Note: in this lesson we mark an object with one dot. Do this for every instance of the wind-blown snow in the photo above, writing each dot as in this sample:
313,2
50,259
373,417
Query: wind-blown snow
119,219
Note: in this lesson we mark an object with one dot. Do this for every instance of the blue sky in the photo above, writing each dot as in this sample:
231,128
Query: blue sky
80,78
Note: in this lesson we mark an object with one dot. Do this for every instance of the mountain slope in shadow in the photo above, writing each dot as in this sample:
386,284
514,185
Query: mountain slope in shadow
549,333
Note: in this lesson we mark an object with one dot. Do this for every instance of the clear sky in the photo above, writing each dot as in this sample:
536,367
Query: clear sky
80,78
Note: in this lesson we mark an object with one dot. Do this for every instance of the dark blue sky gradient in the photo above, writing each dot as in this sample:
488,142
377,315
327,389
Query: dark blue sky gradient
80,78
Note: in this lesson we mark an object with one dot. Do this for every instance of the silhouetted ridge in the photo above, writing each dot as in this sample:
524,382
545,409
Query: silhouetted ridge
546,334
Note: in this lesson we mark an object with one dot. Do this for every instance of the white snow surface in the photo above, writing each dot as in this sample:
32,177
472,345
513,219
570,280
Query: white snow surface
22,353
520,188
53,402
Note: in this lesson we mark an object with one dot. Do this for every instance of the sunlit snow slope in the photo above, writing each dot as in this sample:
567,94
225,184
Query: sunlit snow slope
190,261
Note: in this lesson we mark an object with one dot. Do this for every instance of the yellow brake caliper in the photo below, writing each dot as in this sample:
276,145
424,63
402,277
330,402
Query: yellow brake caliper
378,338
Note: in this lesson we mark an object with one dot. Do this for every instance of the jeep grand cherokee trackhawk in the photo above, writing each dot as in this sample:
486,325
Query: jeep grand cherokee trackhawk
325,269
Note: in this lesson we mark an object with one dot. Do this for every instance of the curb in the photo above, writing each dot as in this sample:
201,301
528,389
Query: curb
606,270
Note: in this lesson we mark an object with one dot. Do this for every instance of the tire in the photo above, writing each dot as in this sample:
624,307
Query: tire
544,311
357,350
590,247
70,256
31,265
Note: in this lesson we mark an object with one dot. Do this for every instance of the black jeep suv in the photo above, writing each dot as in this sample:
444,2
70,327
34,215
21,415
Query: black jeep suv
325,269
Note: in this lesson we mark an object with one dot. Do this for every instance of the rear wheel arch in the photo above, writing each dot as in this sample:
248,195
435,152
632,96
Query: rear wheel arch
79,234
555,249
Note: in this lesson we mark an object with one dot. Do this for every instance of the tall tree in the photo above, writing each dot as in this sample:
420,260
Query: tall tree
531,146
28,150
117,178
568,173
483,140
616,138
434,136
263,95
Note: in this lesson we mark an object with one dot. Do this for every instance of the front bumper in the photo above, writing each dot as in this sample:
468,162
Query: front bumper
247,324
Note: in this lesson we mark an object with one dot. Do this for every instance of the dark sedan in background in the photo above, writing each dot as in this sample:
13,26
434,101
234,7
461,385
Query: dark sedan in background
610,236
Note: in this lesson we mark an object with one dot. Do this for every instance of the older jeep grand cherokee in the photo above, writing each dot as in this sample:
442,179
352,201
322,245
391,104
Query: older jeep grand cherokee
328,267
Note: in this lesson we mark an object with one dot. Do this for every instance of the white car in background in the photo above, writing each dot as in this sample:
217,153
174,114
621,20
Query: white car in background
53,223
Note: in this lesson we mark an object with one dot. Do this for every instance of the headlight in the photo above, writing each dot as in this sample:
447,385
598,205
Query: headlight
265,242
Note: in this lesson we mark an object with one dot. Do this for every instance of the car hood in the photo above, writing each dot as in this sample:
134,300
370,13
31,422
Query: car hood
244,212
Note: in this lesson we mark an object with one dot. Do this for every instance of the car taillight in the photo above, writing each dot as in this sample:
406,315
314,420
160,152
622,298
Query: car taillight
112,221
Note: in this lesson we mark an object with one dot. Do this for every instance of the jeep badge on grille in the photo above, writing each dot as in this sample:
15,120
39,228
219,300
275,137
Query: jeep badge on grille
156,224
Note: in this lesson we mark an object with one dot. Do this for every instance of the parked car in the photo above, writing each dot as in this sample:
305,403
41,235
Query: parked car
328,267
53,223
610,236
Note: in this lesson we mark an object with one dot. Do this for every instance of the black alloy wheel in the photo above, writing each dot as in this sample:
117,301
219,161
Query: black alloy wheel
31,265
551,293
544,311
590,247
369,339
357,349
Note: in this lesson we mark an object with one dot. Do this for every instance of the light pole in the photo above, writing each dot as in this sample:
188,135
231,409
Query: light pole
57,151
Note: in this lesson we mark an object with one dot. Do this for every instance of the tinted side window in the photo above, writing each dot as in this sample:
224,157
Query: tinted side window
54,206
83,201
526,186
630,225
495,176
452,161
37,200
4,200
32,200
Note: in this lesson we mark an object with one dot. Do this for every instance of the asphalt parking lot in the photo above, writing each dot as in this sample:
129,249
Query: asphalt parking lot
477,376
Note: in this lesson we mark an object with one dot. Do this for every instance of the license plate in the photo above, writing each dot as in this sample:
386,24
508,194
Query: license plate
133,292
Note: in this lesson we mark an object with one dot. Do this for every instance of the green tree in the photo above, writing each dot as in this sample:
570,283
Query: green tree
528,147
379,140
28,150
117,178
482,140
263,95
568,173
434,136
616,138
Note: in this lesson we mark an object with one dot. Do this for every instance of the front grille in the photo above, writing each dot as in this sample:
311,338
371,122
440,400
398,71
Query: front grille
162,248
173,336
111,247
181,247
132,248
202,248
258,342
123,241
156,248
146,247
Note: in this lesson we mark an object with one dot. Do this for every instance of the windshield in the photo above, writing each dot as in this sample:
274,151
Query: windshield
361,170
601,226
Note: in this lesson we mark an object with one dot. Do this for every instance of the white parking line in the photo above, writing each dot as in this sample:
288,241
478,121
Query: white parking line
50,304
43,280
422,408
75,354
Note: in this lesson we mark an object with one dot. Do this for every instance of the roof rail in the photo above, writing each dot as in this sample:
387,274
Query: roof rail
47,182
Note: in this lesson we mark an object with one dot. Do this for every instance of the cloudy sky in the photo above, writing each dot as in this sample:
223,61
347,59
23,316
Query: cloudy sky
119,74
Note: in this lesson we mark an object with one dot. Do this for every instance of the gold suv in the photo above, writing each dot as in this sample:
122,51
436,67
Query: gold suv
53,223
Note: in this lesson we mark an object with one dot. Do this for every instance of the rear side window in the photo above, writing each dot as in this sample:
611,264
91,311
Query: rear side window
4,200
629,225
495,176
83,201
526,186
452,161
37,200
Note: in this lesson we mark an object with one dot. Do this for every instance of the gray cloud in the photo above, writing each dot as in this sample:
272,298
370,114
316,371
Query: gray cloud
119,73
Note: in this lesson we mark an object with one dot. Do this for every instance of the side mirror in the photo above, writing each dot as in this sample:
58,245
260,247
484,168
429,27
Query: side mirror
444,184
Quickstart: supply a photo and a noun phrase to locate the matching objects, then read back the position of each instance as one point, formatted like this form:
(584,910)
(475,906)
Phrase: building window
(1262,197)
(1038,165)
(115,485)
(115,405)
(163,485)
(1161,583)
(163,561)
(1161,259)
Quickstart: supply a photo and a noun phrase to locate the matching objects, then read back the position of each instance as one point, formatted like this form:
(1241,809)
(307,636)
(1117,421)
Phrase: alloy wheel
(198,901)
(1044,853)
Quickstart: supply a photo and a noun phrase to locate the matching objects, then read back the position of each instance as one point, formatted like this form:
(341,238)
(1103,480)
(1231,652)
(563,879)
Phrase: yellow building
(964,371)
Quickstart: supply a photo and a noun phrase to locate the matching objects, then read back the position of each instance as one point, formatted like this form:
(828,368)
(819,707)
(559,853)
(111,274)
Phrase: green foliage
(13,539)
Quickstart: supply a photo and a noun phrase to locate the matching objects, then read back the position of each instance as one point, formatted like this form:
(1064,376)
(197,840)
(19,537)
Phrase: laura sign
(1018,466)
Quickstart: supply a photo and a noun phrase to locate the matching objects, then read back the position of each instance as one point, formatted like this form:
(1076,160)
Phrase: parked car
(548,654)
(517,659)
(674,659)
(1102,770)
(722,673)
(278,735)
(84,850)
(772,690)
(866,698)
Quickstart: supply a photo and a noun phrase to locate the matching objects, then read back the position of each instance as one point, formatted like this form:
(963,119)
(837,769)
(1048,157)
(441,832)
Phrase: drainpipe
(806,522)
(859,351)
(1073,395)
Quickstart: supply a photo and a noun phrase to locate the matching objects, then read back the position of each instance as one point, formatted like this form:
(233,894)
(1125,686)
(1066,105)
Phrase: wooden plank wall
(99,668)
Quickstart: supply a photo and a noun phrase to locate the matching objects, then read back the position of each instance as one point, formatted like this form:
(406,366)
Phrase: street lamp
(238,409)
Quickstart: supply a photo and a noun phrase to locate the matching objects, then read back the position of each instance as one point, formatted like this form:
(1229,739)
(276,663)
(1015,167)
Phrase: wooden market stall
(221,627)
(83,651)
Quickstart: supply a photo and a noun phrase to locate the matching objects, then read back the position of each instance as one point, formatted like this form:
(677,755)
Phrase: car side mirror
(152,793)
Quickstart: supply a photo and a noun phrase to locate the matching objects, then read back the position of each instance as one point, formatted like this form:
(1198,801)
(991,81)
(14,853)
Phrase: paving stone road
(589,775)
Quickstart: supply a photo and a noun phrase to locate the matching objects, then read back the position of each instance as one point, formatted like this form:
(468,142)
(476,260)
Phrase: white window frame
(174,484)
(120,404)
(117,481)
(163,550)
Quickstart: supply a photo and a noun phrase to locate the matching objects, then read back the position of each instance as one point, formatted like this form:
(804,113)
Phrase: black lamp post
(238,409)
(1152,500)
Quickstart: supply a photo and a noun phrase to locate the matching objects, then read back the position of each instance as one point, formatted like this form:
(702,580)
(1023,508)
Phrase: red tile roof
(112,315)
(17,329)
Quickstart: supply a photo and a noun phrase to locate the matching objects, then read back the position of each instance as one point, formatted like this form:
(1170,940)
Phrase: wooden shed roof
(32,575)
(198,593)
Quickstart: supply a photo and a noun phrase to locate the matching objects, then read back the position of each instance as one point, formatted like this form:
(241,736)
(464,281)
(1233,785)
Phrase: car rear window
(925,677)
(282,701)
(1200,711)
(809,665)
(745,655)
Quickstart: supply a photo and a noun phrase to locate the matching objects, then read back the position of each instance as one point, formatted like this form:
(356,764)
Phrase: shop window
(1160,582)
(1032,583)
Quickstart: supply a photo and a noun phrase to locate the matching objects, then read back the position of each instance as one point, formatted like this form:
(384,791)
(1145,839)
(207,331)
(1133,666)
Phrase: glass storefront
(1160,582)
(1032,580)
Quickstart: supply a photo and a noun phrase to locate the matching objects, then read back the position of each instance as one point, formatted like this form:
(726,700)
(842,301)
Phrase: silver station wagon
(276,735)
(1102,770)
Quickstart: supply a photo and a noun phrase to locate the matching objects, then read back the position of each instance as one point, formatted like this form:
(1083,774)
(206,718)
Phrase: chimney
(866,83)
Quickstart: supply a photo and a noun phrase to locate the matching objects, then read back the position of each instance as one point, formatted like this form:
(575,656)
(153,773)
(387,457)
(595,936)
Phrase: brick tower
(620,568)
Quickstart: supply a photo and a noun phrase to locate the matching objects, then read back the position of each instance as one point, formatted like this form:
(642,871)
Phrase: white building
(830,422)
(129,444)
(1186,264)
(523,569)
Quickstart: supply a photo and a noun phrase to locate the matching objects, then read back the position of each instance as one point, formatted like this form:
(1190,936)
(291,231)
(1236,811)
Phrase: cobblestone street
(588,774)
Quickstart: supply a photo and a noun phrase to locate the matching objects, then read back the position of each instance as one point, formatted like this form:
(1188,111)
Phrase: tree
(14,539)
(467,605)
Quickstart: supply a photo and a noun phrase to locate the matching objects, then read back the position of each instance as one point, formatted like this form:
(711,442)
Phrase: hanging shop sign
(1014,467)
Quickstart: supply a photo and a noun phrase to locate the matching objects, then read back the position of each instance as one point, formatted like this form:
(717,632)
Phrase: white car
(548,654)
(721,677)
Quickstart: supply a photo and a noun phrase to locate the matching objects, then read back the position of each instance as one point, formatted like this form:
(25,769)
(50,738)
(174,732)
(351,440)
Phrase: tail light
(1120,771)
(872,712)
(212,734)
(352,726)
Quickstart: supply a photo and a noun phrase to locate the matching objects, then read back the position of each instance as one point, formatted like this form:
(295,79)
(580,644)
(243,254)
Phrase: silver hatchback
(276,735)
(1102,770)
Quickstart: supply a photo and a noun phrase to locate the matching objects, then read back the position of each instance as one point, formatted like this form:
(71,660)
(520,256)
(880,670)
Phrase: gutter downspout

★ ★ ★ ★

_What is asked_
State how many lines of the items above contain the word "hood". Give only the number.

_Solution to this exercise_
2